TEXTO CITADO:
============================================================
Mais, nas fotos de fls. 49 e 50, que a Demandada [ORG-2] alega terem sido tiradas em 2021, é possível constatar já terem havido, nessa altura, movimentações de terra no terreno confinante,
e quanto às fissuras na parte exterior do muro da Demandante, visíveis na fotografia de fls. 51, desconhecemos qual a causa das mesmas, se surgiram na sequência das referidas movimentações de terra, se já existiam anteriormente, e ainda que assim seja, não se apurou que em 2021 já existissem fissuras no pavimento do pátio da moradia da Demandante e muito menos que as causas (das fissuras do muro exterior e das fissuras do pátio) fossem as mesmas.
Mais ainda, atente-se na foto a fls. 161, datada de 07.06.2022, onde é possível aferir da inexistência de uma fissura considerável junto à casa, a qual se viria a verificar na foto de 22.07.2022 a fls. 177.
============================================================
OBJETIVO INDICADO: Segundo o texto citado, em que data foi tirada a foto de fls. 177?

DADOS REGISTADOS:
============================================================
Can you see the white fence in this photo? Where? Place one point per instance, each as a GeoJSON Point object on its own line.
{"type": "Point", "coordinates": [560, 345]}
============================================================
RESOLUÇÃO DO PROBLEMA: Em 22.07.2022.